## Material provided
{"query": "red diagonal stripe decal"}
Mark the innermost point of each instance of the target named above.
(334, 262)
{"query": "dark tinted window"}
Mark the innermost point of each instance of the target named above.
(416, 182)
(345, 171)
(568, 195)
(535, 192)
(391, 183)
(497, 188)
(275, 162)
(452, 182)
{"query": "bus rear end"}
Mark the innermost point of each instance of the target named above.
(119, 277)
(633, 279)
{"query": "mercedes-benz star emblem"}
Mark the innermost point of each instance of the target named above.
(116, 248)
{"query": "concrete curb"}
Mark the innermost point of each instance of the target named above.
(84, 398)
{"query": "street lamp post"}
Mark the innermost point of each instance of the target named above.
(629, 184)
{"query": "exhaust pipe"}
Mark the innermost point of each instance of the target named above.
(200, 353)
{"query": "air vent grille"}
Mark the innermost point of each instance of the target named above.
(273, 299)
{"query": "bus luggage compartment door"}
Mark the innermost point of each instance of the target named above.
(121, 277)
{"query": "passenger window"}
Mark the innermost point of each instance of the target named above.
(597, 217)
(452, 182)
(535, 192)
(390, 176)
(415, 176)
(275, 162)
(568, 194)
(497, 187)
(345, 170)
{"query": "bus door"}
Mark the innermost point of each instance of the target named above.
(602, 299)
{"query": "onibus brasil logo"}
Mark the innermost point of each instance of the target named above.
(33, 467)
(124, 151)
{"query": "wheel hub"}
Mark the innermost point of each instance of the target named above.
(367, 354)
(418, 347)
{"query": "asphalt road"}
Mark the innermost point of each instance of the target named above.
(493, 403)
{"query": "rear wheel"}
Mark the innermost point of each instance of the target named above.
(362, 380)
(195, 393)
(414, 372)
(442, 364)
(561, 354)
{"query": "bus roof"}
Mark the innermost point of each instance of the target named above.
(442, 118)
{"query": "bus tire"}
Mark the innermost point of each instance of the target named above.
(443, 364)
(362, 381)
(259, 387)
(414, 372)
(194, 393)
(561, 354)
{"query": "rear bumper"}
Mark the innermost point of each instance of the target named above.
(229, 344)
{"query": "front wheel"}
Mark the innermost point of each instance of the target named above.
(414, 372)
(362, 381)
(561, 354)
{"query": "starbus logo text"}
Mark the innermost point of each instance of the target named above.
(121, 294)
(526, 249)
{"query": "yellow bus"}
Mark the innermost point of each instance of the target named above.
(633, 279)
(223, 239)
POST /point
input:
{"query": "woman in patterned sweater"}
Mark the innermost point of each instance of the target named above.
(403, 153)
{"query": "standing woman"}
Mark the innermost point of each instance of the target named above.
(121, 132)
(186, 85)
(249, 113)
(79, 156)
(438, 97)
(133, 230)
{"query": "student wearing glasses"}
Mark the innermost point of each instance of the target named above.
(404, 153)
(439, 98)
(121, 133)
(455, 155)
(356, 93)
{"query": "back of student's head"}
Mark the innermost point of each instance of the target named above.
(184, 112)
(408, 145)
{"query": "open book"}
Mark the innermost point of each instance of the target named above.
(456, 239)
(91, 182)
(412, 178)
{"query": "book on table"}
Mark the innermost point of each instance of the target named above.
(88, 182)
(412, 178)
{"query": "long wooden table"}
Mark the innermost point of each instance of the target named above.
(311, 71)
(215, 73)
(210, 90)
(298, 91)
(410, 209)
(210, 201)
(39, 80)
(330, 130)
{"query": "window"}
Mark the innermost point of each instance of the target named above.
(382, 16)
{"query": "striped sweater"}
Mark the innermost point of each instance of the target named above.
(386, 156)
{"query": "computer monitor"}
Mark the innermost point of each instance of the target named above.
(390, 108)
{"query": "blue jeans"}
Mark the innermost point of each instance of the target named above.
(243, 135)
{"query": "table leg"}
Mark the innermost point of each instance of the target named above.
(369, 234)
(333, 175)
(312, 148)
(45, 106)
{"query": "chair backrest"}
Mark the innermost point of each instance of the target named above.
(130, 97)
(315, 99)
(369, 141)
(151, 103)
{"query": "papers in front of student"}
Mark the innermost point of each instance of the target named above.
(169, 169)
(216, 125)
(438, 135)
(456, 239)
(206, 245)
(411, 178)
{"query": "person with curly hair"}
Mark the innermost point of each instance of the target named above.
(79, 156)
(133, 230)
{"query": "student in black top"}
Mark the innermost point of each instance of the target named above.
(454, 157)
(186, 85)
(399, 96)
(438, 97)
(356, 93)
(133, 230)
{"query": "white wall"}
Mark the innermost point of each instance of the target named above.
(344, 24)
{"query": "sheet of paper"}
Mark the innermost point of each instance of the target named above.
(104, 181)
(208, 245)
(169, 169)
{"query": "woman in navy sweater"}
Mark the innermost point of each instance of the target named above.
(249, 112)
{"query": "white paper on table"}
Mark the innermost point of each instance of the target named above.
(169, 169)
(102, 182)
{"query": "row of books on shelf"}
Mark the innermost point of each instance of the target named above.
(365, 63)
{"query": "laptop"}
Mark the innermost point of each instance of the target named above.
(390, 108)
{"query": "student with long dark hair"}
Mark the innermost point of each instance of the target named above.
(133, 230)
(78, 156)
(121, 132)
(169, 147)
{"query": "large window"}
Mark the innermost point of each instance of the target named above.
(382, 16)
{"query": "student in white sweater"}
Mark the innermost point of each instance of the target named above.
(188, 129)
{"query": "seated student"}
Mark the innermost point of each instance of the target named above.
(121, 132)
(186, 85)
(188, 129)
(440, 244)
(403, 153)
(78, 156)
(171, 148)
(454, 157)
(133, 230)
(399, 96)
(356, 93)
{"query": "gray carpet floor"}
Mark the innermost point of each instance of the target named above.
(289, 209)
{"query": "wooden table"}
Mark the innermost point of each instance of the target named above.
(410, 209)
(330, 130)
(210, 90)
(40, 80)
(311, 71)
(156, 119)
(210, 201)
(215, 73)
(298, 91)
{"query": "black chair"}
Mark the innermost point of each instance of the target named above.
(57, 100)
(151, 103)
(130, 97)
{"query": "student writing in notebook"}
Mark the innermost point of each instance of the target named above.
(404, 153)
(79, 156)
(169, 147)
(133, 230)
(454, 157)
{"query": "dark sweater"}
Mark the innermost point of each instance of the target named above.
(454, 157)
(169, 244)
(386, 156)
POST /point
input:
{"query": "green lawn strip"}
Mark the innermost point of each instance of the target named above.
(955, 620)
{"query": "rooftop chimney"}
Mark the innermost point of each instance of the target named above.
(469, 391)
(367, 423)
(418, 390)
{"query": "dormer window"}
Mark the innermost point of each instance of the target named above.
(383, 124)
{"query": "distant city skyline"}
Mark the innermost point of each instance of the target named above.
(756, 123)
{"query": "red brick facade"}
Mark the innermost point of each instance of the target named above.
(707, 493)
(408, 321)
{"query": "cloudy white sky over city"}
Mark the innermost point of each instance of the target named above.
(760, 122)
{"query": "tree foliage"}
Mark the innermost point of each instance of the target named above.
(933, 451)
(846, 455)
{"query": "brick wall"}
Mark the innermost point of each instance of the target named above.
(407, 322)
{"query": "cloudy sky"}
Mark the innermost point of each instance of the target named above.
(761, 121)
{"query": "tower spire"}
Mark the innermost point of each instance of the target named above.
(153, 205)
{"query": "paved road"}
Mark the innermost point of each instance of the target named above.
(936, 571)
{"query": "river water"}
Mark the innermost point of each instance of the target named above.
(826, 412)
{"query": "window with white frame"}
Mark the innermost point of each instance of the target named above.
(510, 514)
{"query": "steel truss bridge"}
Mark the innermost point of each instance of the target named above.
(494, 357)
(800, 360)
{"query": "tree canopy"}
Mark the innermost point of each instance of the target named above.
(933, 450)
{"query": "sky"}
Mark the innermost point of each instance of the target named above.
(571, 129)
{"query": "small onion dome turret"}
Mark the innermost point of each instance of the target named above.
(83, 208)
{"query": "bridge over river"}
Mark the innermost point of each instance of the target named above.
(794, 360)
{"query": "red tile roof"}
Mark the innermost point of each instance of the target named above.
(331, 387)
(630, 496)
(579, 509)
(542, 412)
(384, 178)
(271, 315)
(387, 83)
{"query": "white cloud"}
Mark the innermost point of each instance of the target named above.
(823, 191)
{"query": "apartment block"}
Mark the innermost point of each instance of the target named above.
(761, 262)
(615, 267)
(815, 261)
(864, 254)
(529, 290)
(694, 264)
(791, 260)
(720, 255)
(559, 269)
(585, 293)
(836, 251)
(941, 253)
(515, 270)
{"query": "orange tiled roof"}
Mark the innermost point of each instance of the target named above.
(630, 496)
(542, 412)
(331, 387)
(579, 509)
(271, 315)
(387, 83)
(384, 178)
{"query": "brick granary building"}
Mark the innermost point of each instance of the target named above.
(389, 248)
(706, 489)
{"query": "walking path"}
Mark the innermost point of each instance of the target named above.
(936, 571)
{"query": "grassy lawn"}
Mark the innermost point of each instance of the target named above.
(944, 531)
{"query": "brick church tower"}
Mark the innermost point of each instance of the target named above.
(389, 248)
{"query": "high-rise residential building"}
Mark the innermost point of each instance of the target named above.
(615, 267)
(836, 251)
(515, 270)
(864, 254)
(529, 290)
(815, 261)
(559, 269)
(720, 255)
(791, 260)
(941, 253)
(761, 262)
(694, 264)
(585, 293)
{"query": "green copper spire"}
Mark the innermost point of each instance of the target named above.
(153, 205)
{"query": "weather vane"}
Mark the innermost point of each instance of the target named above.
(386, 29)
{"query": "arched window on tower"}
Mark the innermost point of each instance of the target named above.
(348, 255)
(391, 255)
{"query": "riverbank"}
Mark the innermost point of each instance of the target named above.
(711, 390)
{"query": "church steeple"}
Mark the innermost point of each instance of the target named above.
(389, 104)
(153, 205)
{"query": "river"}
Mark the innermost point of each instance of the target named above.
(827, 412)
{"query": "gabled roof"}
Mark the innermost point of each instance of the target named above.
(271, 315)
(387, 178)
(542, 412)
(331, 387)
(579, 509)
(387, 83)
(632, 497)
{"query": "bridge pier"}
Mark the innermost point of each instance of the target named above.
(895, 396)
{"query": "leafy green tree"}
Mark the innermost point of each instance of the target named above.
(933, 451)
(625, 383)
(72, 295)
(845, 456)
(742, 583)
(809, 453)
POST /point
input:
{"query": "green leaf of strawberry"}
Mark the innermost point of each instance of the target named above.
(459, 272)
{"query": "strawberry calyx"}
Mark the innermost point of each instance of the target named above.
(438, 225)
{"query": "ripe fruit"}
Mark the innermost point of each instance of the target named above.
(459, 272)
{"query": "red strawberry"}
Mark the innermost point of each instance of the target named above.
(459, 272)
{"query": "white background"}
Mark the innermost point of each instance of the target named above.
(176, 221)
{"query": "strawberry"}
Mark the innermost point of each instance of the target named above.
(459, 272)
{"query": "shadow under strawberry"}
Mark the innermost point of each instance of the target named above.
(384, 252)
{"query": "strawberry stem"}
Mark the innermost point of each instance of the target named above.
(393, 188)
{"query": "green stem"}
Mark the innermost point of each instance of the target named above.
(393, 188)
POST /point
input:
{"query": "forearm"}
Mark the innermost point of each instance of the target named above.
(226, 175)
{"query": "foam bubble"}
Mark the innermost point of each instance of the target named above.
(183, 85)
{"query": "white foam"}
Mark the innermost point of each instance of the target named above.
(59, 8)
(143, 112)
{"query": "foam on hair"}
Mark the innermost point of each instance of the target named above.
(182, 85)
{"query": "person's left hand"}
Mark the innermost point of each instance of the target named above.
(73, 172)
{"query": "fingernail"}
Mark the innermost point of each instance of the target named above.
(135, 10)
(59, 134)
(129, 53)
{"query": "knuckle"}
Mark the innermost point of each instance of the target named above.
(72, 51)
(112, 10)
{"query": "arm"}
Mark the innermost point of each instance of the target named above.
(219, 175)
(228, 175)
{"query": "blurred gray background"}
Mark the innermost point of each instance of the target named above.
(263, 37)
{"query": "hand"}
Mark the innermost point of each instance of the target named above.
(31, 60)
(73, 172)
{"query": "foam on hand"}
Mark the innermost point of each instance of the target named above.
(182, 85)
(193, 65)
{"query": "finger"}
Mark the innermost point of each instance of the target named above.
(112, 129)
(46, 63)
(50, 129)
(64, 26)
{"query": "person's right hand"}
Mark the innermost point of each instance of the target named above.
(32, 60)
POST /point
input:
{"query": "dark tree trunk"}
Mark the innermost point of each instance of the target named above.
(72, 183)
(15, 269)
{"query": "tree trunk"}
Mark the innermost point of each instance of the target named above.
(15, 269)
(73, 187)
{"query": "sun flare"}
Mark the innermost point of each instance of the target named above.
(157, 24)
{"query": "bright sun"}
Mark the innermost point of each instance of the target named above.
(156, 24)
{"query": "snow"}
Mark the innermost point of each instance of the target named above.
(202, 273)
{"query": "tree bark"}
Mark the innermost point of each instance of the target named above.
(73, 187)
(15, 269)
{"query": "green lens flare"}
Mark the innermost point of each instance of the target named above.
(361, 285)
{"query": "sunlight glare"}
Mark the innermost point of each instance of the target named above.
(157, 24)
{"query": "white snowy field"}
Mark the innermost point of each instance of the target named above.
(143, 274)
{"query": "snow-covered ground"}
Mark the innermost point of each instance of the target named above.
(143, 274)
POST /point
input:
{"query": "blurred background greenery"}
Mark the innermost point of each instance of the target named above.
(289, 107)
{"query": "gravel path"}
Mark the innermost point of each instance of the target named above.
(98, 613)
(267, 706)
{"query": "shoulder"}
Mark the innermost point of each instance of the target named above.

## Objective
Locate every line in the records that contains the word "strawberry", and copy each of those lines.

## Correct response
{"query": "green leaf of strawberry"}
{"query": "strawberry calyx"}
{"query": "red strawberry"}
{"query": "strawberry"}
{"query": "shadow under strawberry"}
{"query": "strawberry stem"}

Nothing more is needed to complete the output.